▶ _TAREFA A REALIZAR_: Segundo o trecho sobre substâncias antivirais em lagartas, quantas vezes a substância encontrada nas lagartas da família Megalopygidae reduziu a replicação do vírus do sarampo?

▶ _TRECHO_:
* * * *
Mais da metade de todas as espécies animais conhecidas são insetos. Mas como espécies com um sistema imune tão pouco desenvolvido - principalmente se comparado aos mamíferos - evoluíram ao longo de 350 milhões de anos e sobrevivem hoje nos mais diversos ambientes do planeta, até nos mais hostis?
Estudos indicam que o segredo está em substâncias presentes na hemolinfa, o fluido que exerce a função de sangue nos insetos. Trata-se, no geral, de substâncias que, nesses animais, têm a capacidade de combater vírus, bactérias e fungos. Tem, portanto, potencial para reduzir a ação dos microrganismos em humanos. Conhecer essas substâncias e seu mecanismo de ação é um grande passo para o desenvolvimento de medicamentos.
Pesquisadores do Instituto Butantan, em São Paulo, têm identificado substâncias promissoras em lagartas. "Há muito se produz substâncias antivirais originárias de organismos e produtos animais ou vegetais, como ouriço-do-mar e própolis. Mas pouco se investiga em insetos, e menos ainda em lagartas", disse à Agência FAPESP o virologista Ronaldo Zucatelli Mendonça, responsável pela pesquisa "Bioprospecção de proteínas de interesse farmacológico e biotecnológico na hemolinfa de lagartas da família Megalopygidae", que conta com apoio da FAPESP.
A equipe de Mendonça encontrou substâncias de alta potência antiviral em lagartas da família Megalopygidae. "Ainda não sabemos exatamente a composição química dessa substância", disse. "No entanto, ela já demonstrou ter ação inequívoca: tornou 2 mil vezes menor a replicação do picornavírus (parente do vírus da poliomielite) e 750 vezes menor a do vírus do sarampo, além de ter neutralizado o vírus da influenza H1N1."
Segundo o coordenador da pesquisa, esses dados são preliminares. "Até a conclusão do trabalho, podemos chegar a uma redução ainda maior", disse.
O estudo com a Megalopygidae dá sequência a uma pesquisa anterior, na qual a equipe isolou e purificou uma proteína em outra lagarta, da família Saturniidae, a Lonomia obliqua.
* * * *
(Dados de ancoragem de objetos em linguagem natural)
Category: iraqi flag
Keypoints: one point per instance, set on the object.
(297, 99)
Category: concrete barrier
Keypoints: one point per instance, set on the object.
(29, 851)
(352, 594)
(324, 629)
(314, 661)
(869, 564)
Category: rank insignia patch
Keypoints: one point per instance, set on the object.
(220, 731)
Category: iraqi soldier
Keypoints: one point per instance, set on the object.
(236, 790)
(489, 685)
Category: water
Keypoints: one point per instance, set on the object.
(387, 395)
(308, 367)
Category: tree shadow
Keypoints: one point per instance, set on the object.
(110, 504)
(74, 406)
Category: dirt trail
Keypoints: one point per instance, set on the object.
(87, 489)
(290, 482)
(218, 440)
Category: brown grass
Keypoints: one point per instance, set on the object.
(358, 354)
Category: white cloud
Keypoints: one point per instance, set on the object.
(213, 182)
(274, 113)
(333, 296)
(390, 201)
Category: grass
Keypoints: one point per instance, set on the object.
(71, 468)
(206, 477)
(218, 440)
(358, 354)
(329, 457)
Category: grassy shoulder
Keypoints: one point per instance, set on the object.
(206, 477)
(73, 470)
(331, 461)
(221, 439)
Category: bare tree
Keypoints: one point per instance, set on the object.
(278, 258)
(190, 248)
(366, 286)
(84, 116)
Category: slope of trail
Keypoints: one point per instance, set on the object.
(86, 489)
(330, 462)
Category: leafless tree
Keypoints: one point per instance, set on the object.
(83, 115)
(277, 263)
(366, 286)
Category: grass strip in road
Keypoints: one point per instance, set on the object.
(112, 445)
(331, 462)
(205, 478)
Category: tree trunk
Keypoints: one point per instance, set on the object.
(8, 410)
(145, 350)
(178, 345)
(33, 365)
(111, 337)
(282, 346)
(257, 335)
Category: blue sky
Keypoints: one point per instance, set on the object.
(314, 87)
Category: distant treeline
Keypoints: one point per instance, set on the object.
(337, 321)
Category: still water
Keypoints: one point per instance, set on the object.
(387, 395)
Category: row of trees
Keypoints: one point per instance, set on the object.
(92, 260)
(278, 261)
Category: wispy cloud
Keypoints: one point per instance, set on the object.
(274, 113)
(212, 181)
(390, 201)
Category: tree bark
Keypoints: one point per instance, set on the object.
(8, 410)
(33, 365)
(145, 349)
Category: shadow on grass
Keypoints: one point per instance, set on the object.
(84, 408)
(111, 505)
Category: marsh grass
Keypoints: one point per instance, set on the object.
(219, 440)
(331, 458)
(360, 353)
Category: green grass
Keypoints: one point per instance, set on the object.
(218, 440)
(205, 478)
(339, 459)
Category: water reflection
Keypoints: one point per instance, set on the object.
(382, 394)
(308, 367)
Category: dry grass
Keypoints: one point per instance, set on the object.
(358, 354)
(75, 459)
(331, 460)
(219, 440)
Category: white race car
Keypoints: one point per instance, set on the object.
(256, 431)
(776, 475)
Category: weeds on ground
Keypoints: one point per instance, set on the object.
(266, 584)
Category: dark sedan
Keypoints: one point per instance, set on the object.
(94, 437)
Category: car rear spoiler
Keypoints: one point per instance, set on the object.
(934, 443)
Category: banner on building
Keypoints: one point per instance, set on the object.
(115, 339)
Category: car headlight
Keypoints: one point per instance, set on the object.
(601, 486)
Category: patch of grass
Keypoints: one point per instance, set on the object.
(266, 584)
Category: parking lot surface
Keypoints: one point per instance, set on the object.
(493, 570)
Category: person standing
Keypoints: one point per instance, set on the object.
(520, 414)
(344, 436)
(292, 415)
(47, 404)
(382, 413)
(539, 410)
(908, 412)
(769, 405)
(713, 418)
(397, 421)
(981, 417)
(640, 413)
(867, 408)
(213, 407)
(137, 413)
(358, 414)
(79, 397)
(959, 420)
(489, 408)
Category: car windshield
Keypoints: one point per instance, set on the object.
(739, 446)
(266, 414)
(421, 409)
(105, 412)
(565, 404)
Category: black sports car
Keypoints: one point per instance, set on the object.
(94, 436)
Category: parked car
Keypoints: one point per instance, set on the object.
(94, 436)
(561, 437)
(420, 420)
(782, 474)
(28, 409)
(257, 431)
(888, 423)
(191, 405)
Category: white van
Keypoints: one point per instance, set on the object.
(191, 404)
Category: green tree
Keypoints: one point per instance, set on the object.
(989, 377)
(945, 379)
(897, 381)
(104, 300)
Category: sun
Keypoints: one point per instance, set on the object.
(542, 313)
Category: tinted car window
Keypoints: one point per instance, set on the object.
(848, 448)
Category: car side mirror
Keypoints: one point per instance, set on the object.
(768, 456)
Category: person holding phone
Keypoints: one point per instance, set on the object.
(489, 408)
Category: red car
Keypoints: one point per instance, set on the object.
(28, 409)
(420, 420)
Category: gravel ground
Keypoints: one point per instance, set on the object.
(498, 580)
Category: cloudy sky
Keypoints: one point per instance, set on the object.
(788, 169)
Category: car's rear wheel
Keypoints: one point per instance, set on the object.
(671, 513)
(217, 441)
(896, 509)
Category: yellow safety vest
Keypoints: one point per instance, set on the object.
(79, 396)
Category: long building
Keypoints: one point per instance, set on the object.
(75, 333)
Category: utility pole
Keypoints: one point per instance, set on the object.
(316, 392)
* * * *
▶ _TAREFA CONCLUÍDA_: Tornou a replicação do vírus do sarampo 750 vezes menor.